_ENTRIES SHOWN_:
## Begin

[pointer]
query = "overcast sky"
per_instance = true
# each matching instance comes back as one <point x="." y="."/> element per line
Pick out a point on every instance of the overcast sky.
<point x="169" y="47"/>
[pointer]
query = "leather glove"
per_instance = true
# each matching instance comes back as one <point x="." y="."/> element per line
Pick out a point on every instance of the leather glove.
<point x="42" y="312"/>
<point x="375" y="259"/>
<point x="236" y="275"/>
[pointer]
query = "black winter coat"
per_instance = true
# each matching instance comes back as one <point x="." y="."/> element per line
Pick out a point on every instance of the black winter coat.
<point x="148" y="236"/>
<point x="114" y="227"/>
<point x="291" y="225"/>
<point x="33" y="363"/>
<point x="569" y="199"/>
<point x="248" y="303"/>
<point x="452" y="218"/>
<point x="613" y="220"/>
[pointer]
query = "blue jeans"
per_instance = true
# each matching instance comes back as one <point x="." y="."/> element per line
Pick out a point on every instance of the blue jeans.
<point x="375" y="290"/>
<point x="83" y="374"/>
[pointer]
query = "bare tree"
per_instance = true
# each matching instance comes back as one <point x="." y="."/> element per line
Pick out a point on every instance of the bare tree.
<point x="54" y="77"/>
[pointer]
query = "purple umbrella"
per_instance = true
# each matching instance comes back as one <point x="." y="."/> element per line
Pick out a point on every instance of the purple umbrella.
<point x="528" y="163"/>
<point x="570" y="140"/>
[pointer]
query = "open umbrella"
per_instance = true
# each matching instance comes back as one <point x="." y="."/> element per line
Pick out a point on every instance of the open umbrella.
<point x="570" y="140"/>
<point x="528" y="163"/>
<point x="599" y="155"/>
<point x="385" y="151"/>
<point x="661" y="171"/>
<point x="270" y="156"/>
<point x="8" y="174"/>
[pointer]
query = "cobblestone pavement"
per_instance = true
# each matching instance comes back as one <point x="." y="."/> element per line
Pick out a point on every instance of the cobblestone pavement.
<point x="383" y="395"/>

## End

_AIM_:
Write out every entry above, word for word.

_REPLY TO THE TASK_:
[pointer]
query = "overcast sky"
per_instance = true
# each matching instance comes back as one <point x="." y="."/> element per line
Pick out a point on every instance of the overcast sky.
<point x="169" y="47"/>
[pointer]
query = "leather glove"
per_instance = true
# each matching instance comes back as one <point x="." y="."/> element per line
Pick out a point on every instance of the leather glove.
<point x="42" y="312"/>
<point x="375" y="259"/>
<point x="236" y="275"/>
[pointer]
query = "black winter coat"
per_instance = true
# each matching instance comes back as one <point x="." y="."/> element per line
Pick out a point on every instance of the black winter coat.
<point x="148" y="236"/>
<point x="114" y="227"/>
<point x="291" y="225"/>
<point x="33" y="363"/>
<point x="569" y="199"/>
<point x="248" y="303"/>
<point x="452" y="218"/>
<point x="613" y="220"/>
[pointer]
query = "blue jeans"
per_instance = true
# each matching instance comes back as one <point x="." y="."/> element per line
Pick out a point on every instance of the blue jeans.
<point x="375" y="290"/>
<point x="83" y="374"/>
[pointer]
query = "bare tree"
per_instance = true
# each matching instance comes back as one <point x="." y="."/> element per line
Pick out a point on every instance of the bare tree.
<point x="54" y="77"/>
[pointer]
query = "purple umbrella"
per_instance = true
# each matching instance comes back as one <point x="." y="."/> element per line
Pick out a point on every instance of the purple umbrella.
<point x="528" y="163"/>
<point x="570" y="140"/>
[pointer]
query = "open umbrella"
per_instance = true
# each matching instance comes back as one <point x="." y="."/> element per line
Pick out a point on every instance of the open umbrella.
<point x="570" y="140"/>
<point x="528" y="163"/>
<point x="599" y="155"/>
<point x="385" y="151"/>
<point x="661" y="171"/>
<point x="270" y="156"/>
<point x="8" y="174"/>
[pointer]
query = "cobblestone pavement"
per_instance = true
# each matching instance comes back as one <point x="." y="."/> element per line
Pick out a point on every instance of the cobblestone pavement.
<point x="383" y="395"/>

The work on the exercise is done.